INSTRUCCIÓN ESCRITA:
Edita el fragmento del texto sobre la esperanza que empieza en "Formación permanente para" y termina en "REAVIVAR LA ESPERANZA.": escríbelo de nuevo con "presbíteros" en lugar de "diáconos".

TEXTO DE LECTURA:
= = = = =

Formación permanente para los diáconos impartida el 15 de febrero de 2025 en el Seminario Conciliar por Monseñor Vicente Martín.
REAVIVAR LA ESPERANZA.
1. Peregrinos de esperanza
Estamos en unos momentos de la historia donde no se respira mucho aire de esperanza. Más bien lo contrario. Flota la desesperanza y el miedo: guerras, desigualdades sociales, agresividad verbal, polarización social, incertidumbre ante el futuro… Las redes sociales son un ejemplo de agresividad e intolerancia donde los que expresan una opinión diferente son enemigos a batir.
Sin embargo, pese a estos aires de desesperanza, “en el espíritu humano, afirma el filósofo Byung-Chul Han, anida la capacidad de hacer fecundo el yermo, capaz de remover ese viento que nos trae aires de esperanza”. No todo son sombras en el mundo, ni en nuestra historia. Hay caminos iluminados por la esperanza. “Cada niño que nace es la prueba de que Dios aún no ha perdido la esperanza en los hombres” (R. Tagore) Dice el Papa «es necesario poner atención a todo lo bueno que hay en el mundo para no caer en la tentación de considerarnos superados por el mal y la violencia» (SNC 7).

= = = = =

LÍNEAS PROPORCIONADAS:
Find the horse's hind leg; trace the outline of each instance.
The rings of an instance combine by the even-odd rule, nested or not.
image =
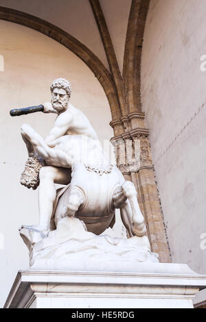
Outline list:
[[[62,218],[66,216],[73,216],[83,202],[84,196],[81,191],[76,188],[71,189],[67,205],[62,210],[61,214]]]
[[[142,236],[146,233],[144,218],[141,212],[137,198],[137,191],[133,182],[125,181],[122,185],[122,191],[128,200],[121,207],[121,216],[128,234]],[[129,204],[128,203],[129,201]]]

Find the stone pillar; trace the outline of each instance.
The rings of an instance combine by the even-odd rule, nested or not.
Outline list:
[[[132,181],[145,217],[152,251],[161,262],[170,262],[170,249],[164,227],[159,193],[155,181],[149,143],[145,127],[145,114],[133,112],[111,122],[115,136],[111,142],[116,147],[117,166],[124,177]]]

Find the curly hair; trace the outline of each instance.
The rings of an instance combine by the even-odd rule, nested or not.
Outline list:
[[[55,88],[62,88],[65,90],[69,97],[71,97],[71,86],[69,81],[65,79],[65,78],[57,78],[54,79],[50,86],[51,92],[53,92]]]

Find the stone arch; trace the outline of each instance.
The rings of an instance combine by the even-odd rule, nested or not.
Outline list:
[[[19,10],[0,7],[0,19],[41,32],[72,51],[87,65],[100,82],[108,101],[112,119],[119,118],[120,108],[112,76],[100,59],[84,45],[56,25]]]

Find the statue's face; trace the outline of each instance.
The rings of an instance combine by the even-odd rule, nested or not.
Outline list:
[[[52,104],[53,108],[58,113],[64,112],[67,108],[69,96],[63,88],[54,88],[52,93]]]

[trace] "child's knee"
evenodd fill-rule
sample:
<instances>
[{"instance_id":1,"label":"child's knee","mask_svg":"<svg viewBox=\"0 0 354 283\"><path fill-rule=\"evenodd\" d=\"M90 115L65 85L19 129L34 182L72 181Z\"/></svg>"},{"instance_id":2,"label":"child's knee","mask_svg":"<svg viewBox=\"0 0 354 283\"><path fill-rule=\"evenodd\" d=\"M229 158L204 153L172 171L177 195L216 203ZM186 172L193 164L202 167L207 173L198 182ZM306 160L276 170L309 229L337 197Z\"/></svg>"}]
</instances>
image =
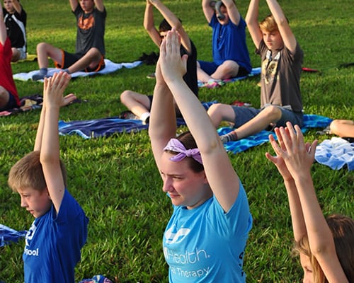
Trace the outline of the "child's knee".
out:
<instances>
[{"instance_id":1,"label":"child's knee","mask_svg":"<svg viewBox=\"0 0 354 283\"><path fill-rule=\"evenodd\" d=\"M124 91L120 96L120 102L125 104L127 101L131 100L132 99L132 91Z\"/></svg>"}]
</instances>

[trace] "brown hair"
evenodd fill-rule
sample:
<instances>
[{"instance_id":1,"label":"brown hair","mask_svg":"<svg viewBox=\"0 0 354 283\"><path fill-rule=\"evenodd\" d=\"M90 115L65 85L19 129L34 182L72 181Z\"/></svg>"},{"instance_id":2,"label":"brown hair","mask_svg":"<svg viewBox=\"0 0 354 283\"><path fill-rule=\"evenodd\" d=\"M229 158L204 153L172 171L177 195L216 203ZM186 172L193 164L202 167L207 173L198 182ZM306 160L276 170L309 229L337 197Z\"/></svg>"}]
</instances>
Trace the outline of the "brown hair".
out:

= = = = =

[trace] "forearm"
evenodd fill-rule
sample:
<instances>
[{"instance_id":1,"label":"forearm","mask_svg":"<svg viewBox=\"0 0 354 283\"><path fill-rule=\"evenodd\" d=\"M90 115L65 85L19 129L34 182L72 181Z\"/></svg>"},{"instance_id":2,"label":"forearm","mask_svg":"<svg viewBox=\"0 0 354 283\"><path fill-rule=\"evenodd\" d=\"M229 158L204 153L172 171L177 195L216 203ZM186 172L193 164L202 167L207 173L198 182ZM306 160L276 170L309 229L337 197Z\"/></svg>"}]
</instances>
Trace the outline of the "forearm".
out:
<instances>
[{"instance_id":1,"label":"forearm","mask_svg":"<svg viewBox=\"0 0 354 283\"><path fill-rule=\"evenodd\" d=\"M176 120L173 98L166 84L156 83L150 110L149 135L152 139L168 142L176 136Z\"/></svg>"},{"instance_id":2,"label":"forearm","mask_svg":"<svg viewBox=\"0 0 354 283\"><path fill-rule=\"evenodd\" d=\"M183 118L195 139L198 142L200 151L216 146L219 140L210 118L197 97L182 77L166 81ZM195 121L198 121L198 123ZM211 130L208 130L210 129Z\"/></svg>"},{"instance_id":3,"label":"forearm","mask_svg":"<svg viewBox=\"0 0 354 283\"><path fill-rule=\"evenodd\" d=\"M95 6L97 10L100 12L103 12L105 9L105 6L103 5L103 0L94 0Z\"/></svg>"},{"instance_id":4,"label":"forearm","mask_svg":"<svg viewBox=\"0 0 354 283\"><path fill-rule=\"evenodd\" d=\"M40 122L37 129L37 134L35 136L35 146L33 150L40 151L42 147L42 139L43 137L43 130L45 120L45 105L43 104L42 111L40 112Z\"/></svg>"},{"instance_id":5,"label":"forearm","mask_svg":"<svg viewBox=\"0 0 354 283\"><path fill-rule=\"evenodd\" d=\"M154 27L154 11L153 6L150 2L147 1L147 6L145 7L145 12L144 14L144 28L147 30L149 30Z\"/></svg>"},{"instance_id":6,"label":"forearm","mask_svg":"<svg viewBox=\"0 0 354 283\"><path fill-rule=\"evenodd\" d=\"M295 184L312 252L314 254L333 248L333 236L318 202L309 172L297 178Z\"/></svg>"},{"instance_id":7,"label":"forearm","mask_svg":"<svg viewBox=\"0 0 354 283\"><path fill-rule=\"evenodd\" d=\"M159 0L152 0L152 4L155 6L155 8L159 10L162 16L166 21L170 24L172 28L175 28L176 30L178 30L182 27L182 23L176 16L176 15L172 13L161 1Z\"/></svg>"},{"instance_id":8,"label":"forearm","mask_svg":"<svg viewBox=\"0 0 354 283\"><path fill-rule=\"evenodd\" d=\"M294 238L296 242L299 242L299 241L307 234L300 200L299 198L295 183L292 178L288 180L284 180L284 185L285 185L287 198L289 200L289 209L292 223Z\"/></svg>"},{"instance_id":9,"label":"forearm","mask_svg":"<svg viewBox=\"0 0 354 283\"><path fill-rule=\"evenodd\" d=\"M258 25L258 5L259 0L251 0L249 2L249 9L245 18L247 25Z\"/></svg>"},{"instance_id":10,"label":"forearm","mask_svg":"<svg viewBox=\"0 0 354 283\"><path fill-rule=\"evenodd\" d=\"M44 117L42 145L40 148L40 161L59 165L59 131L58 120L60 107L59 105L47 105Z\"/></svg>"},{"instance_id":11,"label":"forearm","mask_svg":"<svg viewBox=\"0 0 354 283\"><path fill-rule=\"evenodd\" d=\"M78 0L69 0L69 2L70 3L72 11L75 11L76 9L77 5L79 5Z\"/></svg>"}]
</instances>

= = = = =

TAREA RESUELTA:
Formación permanente para los presbíteros impartida el 15 de febrero de 2025 en el Seminario Conciliar por Monseñor Vicente Martín.
REAVIVAR LA ESPERANZA.